Stated task A>
Can you give the passage of the text about finding new friends again, starting at the words "I consider the" and stopping after "like to drink.", with "golf" changed to "tennis"?

Text shown>
_ _ _ _ _ _ _

They're out living their lives. Their day-to-day doesn't involve changing diapers. I have to go out and make friends that share my lifestyle. They've made friends who are closer to their lifestyle.

Fortunately, I have found some new friends.

I consider the women in the playgroup I joined almost nine months ago my friends. They are a terrific group. So welcoming, I never felt like an outsider. After coming a couple of times, they have included me in their occasional social outings with and without our families. I don't talk to any of them outside of the playgroup.

The person I have become close with is the husband of a friend of my wife. Their son is about three months younger than JD. Basically, we're going through the same things. He and I have become good friends. I would say it was partially out of necessity. He's going through the same thing that I'm going through with my friends. We have a lot in common, from golf to hockey, he's from Michigan and I've spent a lot of time in Michigan. He's short and I'm tall. Oh, yeah, we both like to drink.

We talk almost every day now. It's about sports and diapers, baby food and finances. We're guys who have similar interests and are in a similar place in life. I'd have to say that I'm pretty lucky to have made such a friend.

_ _ _ _ _ _ _

Data records>
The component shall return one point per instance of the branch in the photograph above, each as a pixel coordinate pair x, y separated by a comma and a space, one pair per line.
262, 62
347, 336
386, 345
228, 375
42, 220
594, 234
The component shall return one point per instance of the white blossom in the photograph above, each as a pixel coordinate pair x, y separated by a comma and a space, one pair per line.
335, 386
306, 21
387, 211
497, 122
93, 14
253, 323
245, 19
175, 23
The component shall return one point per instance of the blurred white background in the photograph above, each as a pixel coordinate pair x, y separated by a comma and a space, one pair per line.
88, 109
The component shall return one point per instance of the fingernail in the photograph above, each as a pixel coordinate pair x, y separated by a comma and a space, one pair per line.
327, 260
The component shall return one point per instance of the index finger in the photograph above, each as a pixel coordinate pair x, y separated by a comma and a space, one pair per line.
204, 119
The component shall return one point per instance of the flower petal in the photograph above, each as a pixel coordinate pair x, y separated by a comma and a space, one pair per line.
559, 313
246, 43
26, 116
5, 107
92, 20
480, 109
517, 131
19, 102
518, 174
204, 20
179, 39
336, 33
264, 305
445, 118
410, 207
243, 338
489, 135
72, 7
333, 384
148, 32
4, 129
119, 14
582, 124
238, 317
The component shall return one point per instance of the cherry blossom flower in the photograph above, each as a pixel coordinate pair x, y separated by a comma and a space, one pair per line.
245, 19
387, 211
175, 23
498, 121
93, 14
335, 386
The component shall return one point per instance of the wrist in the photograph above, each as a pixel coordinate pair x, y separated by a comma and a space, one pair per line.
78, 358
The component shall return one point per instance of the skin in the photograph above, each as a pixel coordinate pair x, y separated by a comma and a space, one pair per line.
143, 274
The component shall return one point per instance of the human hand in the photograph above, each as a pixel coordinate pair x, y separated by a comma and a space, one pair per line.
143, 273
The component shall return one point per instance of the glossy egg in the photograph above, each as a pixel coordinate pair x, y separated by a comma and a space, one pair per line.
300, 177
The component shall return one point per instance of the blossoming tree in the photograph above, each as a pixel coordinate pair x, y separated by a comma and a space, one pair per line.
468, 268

_ _ _ _ _ _ _

Stated task B>
Could you rewrite the records as a Markdown table with the columns Row and Line, starting at the line that contains "of the blossoming" and stopping after the last line of the records, and skipping any blank lines?

Worked solution A>
I consider the women in the playgroup I joined almost nine months ago my friends. They are a terrific group. So welcoming, I never felt like an outsider. After coming a couple of times, they have included me in their occasional social outings with and without our families. I don't talk to any of them outside of the playgroup.

The person I have become close with is the husband of a friend of my wife. Their son is about three months younger than JD. Basically, we're going through the same things. He and I have become good friends. I would say it was partially out of necessity. He's going through the same thing that I'm going through with my friends. We have a lot in common, from tennis to hockey, he's from Michigan and I've spent a lot of time in Michigan. He's short and I'm tall. Oh, yeah, we both like to drink.

Worked solution B>
| Row | Line |
|---|---|
| 1 | The component shall return one point per instance of the blossoming tree in the photograph above, each as a pixel coordinate pair x, y separated by a comma and a space, one pair per line. |
| 2 | 468, 268 |